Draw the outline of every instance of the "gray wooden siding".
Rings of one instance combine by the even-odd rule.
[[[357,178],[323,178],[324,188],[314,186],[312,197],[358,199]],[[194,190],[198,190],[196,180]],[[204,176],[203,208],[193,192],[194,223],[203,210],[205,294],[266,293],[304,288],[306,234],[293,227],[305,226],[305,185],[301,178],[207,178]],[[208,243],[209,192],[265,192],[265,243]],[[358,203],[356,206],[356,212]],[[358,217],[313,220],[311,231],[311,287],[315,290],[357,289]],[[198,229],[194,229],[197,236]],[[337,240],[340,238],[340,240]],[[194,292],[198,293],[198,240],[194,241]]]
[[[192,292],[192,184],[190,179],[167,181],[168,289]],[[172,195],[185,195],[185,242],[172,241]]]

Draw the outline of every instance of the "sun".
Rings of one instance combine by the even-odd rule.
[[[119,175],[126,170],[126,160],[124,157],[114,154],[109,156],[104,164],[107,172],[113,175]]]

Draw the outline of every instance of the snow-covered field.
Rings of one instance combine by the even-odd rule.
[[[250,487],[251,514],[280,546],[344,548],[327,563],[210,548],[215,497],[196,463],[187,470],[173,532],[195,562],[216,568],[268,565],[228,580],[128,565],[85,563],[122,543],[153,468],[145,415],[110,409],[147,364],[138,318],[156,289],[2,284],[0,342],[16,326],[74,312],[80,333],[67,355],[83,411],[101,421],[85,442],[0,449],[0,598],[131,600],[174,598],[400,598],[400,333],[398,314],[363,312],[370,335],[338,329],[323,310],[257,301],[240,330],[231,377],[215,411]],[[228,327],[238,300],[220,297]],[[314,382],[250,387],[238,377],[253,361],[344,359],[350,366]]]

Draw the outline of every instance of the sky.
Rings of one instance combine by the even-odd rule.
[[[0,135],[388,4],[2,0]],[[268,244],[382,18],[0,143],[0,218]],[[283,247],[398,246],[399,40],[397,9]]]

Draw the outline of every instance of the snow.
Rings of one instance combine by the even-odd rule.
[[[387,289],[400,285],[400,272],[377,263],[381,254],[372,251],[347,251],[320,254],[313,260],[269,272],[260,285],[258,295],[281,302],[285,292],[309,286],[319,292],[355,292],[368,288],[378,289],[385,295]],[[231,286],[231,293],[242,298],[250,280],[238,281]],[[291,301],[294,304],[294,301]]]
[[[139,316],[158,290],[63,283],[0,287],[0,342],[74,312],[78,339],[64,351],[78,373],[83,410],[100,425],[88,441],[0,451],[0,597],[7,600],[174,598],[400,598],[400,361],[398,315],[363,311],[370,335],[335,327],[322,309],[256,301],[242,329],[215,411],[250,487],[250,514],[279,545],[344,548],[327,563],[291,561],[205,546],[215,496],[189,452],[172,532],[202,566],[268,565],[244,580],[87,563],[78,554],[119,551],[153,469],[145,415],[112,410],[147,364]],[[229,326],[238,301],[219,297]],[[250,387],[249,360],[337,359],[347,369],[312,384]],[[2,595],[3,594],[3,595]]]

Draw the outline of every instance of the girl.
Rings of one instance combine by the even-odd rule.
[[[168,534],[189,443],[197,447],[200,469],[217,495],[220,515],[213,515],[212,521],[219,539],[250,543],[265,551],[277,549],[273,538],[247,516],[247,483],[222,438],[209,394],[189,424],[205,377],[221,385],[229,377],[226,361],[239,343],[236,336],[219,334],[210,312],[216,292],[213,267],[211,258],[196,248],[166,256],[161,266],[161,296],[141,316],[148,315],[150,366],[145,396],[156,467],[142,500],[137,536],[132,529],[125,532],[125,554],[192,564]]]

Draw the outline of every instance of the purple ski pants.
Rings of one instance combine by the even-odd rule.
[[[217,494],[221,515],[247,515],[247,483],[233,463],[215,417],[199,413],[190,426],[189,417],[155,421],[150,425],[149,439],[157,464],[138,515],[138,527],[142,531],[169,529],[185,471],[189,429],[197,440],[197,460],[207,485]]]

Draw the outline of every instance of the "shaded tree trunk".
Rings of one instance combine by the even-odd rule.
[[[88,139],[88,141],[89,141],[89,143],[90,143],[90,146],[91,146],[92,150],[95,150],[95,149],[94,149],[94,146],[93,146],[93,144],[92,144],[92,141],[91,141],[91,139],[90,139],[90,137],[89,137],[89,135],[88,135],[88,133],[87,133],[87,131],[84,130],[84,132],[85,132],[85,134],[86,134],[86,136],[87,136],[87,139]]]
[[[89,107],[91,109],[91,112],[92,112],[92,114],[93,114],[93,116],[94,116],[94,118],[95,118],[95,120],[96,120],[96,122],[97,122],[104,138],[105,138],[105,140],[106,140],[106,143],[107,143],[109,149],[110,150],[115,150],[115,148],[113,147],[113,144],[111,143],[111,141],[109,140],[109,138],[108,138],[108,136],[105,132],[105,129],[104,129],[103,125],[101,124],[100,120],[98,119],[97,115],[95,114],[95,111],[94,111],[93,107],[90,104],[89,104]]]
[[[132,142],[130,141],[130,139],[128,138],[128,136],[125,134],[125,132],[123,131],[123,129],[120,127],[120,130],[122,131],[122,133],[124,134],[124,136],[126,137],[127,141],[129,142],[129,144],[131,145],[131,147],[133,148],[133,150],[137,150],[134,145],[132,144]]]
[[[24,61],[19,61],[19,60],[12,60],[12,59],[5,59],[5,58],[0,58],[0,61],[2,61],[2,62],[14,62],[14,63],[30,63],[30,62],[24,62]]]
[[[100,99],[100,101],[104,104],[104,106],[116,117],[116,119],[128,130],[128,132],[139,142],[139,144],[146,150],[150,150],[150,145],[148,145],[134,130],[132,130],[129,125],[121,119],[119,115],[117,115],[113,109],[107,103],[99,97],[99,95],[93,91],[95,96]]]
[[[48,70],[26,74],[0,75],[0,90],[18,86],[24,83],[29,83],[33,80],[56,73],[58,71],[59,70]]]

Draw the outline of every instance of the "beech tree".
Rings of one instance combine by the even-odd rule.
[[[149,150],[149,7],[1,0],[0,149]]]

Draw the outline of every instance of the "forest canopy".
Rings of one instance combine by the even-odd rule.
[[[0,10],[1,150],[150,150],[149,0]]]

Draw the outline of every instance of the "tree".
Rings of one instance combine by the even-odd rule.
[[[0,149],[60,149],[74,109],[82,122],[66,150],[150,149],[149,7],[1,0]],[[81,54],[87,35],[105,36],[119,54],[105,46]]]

--- --- ---

YOUR OBJECTIVE:
Gather every line in the items that contains the word "outline". Case counts.

WRITTEN RESPONSE:
Draw the outline of every instance of the "gray wooden siding".
Draw the outline of every instance of the "sun".
Draw the outline of every instance of the snow-covered field.
Draw the outline of every instance of the sky.
Draw the outline of every instance of the snow.
Draw the outline of every instance of the girl.
Draw the outline of every instance of the purple ski pants.
Draw the outline of every instance of the "shaded tree trunk".
Draw the outline of every instance of the "beech tree".
Draw the outline of every instance of the "forest canopy".
Draw the outline of every instance of the "tree".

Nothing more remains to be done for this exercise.